The task -
Each line holding the word "Provide" must appear in the answer, copied from the entries.

Data records:
____
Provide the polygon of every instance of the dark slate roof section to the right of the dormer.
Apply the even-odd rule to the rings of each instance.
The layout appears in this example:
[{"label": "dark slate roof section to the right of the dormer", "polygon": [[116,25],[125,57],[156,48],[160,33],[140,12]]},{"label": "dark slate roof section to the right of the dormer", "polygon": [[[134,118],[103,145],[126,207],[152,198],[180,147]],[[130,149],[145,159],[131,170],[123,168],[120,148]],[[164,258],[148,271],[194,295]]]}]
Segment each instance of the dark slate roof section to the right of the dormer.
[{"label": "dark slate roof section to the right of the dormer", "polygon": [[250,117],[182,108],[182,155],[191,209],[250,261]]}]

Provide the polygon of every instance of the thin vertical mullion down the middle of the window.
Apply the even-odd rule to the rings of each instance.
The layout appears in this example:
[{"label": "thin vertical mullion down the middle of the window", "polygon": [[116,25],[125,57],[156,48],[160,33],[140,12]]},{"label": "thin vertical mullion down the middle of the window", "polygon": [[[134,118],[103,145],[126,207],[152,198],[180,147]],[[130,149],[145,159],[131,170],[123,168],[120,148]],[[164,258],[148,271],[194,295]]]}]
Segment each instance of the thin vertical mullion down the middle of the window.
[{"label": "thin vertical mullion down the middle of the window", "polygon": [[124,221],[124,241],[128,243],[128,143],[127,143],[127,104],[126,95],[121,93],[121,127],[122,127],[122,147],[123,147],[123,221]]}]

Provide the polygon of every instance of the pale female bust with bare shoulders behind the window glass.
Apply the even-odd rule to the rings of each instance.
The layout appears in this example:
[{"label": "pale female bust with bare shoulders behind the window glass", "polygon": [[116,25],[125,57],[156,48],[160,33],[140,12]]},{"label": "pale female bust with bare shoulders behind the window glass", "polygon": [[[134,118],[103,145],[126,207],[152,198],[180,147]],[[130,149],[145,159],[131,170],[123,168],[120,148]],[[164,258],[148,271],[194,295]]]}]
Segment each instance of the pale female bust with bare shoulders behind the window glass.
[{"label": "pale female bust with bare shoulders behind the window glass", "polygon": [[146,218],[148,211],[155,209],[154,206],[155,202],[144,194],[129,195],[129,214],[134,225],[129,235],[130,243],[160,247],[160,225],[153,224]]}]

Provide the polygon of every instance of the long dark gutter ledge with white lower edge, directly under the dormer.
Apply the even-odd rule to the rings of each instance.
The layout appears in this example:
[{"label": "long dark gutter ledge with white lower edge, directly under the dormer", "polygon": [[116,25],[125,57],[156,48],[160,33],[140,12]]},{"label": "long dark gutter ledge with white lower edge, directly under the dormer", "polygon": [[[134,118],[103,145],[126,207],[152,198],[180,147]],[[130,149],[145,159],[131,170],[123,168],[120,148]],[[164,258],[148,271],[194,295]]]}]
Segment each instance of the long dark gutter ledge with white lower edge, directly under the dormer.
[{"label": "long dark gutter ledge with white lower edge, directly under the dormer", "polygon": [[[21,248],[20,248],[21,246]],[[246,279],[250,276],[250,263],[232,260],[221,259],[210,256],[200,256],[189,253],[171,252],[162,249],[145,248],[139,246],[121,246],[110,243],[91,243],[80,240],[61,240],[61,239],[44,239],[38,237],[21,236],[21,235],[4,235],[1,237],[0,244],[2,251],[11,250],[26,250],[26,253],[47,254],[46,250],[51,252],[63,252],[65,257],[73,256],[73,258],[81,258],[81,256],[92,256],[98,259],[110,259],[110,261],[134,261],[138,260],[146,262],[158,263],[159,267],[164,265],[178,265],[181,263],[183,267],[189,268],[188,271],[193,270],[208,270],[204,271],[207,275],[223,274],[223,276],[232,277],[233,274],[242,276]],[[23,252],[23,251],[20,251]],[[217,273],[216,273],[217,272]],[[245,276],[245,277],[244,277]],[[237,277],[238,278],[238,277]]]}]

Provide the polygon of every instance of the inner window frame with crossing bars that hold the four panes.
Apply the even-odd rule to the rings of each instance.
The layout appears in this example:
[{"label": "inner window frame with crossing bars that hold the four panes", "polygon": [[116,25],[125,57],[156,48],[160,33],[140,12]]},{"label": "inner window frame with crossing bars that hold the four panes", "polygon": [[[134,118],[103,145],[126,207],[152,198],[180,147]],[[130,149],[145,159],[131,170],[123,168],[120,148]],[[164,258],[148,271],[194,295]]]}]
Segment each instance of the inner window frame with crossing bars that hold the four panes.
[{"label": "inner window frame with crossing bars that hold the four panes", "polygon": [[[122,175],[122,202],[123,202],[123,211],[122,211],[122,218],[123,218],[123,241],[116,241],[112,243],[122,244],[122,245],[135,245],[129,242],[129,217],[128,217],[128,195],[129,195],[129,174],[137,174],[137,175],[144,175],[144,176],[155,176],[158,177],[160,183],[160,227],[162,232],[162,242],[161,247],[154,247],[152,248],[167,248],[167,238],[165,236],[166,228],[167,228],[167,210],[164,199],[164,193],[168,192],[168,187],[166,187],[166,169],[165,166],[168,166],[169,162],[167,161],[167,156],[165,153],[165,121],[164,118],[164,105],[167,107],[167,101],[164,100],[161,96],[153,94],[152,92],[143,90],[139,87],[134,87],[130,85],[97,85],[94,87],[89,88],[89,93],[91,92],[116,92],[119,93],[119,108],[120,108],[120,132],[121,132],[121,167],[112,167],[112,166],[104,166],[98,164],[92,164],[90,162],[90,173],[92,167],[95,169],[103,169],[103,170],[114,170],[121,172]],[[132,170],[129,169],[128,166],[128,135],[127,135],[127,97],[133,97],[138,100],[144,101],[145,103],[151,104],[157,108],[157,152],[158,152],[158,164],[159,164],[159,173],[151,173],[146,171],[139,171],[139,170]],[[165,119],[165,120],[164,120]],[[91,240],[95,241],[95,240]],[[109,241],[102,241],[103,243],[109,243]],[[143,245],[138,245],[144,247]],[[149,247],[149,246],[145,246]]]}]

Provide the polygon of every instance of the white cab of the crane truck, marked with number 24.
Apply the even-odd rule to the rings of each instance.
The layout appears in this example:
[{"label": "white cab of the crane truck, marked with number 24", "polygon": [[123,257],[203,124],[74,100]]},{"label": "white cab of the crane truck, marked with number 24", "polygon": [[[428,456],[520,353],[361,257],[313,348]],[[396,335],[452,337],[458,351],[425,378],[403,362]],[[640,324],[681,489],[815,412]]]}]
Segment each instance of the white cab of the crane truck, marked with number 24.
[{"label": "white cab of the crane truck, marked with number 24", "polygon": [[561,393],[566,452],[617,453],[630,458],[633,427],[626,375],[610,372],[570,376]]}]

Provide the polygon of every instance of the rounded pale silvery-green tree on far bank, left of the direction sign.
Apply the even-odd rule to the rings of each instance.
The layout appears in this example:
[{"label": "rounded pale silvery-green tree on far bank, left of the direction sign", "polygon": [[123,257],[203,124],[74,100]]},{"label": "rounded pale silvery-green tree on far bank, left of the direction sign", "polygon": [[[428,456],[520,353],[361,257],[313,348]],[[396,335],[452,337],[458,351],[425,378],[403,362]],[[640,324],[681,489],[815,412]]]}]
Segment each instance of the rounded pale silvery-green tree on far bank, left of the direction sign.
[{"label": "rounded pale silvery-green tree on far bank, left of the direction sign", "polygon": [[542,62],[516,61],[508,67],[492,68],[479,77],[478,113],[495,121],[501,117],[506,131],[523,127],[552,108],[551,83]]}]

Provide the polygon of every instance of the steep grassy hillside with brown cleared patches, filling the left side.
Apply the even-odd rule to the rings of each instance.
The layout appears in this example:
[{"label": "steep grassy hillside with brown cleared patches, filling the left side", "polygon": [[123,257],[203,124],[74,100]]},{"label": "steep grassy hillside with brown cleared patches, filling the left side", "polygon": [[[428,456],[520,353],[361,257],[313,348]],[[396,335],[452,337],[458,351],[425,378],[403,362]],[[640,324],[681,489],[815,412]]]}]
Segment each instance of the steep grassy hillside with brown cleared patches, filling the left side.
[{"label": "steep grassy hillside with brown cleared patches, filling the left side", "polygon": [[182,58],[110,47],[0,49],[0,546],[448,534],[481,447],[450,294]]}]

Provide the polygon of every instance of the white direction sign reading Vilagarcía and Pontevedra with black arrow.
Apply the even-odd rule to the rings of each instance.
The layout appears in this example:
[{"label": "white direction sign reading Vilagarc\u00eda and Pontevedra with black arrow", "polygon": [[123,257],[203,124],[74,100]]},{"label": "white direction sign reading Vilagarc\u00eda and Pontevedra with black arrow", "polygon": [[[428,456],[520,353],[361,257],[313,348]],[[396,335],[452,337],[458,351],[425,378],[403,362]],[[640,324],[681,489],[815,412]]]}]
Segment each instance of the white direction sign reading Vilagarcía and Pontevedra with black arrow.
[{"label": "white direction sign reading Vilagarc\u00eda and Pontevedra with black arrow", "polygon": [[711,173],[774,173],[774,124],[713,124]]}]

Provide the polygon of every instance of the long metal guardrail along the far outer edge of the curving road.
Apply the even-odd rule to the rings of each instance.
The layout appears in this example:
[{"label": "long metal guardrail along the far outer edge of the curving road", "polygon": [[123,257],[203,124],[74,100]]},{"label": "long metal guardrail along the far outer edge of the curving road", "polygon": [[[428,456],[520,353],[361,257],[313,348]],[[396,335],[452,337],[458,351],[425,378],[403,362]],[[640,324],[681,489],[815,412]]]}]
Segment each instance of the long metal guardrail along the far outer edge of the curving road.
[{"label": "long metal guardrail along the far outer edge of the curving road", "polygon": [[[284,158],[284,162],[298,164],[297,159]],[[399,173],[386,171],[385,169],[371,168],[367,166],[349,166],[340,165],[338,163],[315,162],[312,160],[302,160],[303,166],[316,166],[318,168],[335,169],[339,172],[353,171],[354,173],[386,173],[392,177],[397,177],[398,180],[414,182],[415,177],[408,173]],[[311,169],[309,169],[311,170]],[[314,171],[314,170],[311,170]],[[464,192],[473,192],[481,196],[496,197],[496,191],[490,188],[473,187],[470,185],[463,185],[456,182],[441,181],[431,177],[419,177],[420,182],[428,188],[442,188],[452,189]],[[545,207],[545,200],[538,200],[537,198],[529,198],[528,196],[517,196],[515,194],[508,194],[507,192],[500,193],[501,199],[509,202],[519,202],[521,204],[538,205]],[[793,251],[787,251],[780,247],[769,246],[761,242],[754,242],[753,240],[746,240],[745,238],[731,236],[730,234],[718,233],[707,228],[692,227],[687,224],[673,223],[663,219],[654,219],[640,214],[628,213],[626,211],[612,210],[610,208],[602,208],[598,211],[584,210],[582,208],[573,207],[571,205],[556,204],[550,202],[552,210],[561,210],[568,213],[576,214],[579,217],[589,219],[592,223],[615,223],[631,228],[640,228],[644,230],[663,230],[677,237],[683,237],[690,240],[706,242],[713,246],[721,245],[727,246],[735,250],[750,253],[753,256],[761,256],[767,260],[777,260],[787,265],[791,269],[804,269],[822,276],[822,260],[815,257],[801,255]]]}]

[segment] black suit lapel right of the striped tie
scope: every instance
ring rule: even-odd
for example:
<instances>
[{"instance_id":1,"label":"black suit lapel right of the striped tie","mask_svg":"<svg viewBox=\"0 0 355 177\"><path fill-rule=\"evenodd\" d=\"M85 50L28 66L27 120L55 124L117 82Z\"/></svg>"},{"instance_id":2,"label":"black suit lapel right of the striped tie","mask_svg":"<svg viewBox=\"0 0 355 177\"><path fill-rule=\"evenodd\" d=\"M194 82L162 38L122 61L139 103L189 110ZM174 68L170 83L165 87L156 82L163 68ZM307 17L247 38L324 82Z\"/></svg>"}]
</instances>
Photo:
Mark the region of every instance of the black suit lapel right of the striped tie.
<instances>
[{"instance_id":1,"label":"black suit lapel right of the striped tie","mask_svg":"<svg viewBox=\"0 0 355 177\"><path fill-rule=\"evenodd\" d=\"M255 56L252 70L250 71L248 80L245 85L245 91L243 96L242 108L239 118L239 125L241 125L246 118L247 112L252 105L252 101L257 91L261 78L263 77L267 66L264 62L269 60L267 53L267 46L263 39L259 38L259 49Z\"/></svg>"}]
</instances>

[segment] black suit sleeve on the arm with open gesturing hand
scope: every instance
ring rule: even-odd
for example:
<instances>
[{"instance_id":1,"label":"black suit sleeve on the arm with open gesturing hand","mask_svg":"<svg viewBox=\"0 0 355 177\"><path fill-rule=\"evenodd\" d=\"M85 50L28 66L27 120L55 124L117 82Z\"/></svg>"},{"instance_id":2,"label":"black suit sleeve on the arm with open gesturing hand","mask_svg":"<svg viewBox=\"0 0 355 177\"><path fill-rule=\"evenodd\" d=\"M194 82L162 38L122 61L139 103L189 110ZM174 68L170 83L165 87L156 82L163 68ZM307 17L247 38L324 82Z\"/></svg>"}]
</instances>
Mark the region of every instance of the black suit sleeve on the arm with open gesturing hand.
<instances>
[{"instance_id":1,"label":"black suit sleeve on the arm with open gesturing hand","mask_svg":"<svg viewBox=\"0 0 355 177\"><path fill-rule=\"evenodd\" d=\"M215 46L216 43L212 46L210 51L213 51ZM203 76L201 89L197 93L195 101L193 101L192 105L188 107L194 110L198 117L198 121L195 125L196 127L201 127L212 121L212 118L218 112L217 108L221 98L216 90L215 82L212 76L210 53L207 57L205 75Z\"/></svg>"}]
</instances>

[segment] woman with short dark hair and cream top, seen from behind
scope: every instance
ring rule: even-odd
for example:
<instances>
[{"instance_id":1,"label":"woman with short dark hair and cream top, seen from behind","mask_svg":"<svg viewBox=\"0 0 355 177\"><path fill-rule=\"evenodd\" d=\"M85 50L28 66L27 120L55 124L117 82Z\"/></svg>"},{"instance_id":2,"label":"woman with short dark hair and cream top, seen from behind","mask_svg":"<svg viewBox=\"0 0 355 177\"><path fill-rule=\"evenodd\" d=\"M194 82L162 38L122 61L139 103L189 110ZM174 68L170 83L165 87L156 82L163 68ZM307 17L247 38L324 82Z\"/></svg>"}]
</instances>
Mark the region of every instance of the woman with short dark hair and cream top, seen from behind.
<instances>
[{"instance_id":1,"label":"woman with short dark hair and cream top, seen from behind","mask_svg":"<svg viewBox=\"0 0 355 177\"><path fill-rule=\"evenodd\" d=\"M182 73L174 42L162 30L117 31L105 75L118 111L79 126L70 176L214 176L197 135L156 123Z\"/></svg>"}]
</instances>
____
Problem solution -
Provide the polygon of every instance of the dark slate roof section to the right of the dormer.
Provide the polygon of every instance of the thin vertical mullion down the middle of the window.
Provide the polygon of every instance of the pale female bust with bare shoulders behind the window glass.
Provide the polygon of every instance of the long dark gutter ledge with white lower edge, directly under the dormer.
Provide the polygon of every instance of the inner window frame with crossing bars that hold the four panes.
Provide the polygon of every instance of the white cab of the crane truck, marked with number 24.
Provide the polygon of every instance of the rounded pale silvery-green tree on far bank, left of the direction sign.
Provide the polygon of every instance of the steep grassy hillside with brown cleared patches, filling the left side.
Provide the polygon of every instance of the white direction sign reading Vilagarcía and Pontevedra with black arrow.
Provide the polygon of every instance of the long metal guardrail along the far outer edge of the curving road.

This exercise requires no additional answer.